> **What needs to be done**
Count up the lines of the data below that contain the string "construction", then give only the total.

> **Input records**
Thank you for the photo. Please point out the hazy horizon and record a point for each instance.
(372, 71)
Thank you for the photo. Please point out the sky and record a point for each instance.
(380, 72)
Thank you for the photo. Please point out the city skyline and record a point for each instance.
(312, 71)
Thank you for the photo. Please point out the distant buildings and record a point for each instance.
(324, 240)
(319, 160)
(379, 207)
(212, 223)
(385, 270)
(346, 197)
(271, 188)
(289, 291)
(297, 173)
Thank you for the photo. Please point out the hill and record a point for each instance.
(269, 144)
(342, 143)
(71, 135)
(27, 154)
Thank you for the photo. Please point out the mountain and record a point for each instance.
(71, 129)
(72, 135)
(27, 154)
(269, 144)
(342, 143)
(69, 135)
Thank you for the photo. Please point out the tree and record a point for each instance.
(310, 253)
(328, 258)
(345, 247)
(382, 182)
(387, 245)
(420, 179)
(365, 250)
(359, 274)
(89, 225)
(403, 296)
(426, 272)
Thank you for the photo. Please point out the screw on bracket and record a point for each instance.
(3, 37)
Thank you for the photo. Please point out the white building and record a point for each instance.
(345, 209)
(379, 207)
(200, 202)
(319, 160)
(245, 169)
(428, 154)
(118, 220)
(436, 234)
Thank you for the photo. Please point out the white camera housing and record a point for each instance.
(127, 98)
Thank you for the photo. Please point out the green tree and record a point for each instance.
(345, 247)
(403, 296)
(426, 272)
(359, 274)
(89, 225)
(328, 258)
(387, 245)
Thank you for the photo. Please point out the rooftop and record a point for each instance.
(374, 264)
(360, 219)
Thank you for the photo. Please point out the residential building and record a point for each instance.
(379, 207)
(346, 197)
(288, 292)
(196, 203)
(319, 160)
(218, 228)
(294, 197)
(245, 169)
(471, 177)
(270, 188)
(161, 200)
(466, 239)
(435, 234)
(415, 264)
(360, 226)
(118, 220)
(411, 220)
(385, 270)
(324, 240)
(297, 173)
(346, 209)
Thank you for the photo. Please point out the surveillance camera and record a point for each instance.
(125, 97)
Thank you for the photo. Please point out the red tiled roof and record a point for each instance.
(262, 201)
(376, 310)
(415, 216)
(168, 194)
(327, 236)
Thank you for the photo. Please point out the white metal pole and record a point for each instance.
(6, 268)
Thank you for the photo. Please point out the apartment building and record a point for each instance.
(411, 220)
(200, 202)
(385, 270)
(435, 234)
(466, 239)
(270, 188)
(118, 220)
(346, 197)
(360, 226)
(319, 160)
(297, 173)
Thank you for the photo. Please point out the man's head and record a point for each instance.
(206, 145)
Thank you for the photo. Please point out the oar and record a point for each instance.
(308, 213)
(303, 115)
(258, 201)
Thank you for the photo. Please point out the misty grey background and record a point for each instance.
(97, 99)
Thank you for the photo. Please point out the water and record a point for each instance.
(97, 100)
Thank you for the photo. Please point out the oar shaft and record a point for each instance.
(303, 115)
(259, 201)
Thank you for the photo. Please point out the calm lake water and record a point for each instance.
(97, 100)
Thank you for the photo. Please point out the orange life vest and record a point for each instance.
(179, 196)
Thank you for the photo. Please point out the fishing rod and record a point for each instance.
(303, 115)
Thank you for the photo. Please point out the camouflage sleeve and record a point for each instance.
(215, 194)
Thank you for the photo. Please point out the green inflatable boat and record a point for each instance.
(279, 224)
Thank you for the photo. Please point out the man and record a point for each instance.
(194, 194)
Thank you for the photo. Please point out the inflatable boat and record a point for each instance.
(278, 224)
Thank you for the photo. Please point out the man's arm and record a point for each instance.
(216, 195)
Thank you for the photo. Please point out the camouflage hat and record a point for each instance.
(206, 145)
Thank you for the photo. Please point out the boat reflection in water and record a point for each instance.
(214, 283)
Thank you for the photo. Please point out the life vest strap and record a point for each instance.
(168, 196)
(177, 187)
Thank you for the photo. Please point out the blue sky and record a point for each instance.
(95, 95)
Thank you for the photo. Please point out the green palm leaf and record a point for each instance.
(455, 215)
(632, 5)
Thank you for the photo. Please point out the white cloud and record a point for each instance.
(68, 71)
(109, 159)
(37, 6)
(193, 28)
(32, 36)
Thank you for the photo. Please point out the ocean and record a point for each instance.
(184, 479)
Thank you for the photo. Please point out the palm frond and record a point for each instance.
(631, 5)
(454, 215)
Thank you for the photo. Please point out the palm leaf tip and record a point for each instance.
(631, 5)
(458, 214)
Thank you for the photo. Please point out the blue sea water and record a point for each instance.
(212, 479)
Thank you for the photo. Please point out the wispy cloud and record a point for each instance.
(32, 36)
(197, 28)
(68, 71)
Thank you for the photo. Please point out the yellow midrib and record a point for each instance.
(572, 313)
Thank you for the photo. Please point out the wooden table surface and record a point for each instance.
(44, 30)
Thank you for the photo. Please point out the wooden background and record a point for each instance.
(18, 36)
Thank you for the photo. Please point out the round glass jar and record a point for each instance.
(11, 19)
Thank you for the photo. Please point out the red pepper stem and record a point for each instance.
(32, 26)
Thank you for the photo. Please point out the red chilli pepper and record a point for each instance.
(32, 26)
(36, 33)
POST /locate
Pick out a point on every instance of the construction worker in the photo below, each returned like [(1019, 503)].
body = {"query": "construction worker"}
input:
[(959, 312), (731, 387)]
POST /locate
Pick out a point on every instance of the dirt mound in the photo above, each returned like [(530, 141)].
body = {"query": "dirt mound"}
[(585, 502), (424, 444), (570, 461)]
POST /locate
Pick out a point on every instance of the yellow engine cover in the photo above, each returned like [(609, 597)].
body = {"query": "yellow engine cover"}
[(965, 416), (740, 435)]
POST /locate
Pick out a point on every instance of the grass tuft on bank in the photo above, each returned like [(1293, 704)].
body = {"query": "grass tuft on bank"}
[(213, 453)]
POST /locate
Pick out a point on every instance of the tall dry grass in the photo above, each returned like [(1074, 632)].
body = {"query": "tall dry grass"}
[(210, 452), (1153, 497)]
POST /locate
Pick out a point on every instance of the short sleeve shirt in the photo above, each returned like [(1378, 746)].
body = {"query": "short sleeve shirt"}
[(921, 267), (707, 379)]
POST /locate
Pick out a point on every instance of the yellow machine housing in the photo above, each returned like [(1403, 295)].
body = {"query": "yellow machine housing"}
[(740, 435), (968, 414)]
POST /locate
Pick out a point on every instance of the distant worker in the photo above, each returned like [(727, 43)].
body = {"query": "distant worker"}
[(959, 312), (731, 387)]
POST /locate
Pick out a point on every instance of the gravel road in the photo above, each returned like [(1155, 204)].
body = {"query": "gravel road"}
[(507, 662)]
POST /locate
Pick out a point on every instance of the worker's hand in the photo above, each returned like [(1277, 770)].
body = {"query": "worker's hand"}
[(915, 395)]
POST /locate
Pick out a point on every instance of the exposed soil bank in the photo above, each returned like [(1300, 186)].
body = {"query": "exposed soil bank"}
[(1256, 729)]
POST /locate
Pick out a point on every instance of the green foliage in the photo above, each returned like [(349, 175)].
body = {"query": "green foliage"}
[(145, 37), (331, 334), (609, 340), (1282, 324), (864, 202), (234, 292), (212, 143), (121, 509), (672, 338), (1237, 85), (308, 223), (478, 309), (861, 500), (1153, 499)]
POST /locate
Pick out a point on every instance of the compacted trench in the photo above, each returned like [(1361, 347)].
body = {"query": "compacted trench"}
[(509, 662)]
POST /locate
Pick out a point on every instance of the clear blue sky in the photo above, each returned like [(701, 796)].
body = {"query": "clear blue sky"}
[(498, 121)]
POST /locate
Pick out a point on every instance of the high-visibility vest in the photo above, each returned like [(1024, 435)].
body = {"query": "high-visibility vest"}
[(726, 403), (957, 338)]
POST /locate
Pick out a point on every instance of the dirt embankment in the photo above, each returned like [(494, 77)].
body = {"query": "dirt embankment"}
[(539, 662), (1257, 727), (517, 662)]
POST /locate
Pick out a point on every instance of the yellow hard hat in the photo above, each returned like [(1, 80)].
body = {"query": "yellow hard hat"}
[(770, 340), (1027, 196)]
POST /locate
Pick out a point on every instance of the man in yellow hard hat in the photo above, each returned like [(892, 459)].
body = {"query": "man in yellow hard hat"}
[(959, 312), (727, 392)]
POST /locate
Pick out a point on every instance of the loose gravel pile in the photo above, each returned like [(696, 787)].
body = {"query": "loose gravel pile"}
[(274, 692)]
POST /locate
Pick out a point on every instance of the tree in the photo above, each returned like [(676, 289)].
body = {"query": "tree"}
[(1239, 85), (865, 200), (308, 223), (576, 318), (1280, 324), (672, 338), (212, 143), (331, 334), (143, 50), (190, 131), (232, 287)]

> **Answer box**
2